QUOTED PASSAGE |
** start **

Empowerment, Ethics & A Touch Of Africa

The MOYO Story

I can’t really say it was love at first sight.

Traveling between the peaceful and structured Holland and Nairobi, Kenya, does not always come without challenges. It took some months as I started to settle in the new double life between the two continents when I began to realise the magnitude of the beauty I was surrounded by, and the dire need for work opportunity Kenya is struggling with. I don’t remember when or how I fell in love with Africa, but now I feel compelled to combine the love I have for the people here with how I feel about fashion.

MOYO (meaning 'heart' or 'soul' in Swahili) was born as both a concept and a design, as I believe beauty can be expressed through fashion in an ethical and sustainable way, with a heart for both people and product. To bring my designs to life, I chose to work with The Textile Loft, a group of five Kenyan seamstresses as well as to buy fabrics locally with the ultimate goal of contributing to the local economy by promoting the craftiness of kenyan artisans. So on top of a good quality end product, MOYO also empowers women and promotes good working conditions and fair salaries, in line with the principles of slow fashion.

** end **

LISTED ENTRIES |
** start **

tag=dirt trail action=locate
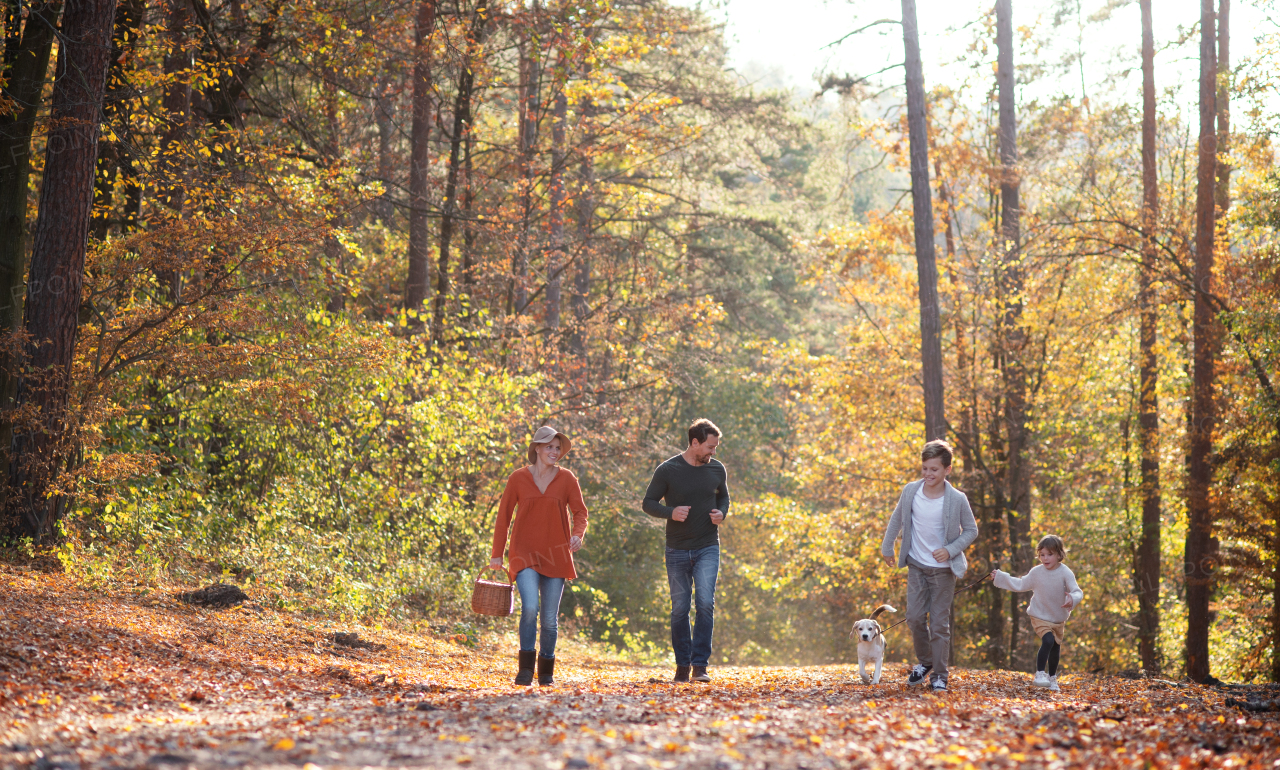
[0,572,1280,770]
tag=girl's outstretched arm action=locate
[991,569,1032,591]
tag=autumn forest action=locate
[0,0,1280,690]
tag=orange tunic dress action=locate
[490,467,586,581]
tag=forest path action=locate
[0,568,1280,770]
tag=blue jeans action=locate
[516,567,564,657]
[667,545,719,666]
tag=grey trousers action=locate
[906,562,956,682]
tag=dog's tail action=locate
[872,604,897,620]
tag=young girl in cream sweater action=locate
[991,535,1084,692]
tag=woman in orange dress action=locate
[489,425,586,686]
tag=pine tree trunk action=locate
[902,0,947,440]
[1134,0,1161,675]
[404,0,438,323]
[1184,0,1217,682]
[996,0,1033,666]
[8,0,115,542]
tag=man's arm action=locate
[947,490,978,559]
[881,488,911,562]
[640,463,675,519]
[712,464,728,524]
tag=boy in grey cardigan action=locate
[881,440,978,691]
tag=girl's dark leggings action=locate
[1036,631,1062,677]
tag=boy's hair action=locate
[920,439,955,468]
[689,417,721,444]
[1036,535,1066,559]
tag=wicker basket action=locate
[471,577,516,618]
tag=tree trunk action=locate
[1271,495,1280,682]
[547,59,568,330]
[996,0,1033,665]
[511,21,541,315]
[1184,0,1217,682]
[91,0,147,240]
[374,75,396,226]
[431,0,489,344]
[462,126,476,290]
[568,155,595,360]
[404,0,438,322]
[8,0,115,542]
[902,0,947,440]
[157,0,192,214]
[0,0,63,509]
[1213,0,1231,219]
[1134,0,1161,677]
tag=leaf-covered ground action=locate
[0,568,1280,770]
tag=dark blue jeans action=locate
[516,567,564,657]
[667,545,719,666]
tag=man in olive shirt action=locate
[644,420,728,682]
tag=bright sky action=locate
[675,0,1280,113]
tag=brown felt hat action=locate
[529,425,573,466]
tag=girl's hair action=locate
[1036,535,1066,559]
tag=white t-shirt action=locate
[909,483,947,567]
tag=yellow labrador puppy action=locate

** end **

SHORT TASK 1 | In the MOYO story, how many seamstresses make up The Textile Loft?
SHORT TASK 2 | Print the part of the MOYO story that begins at the words "Empowerment, Ethics &" and stops after "feel about fashion.".
The listing has no connection to the MOYO story.

REPLY 1 | Five Kenyan seamstresses.

REPLY 2 |
Empowerment, Ethics & A Touch Of Africa

The MOYO Story

I can’t really say it was love at first sight.

Traveling between the peaceful and structured Holland and Nairobi, Kenya, does not always come without challenges. It took some months as I started to settle in the new double life between the two continents when I began to realise the magnitude of the beauty I was surrounded by, and the dire need for work opportunity Kenya is struggling with. I don’t remember when or how I fell in love with Africa, but now I feel compelled to combine the love I have for the people here with how I feel about fashion.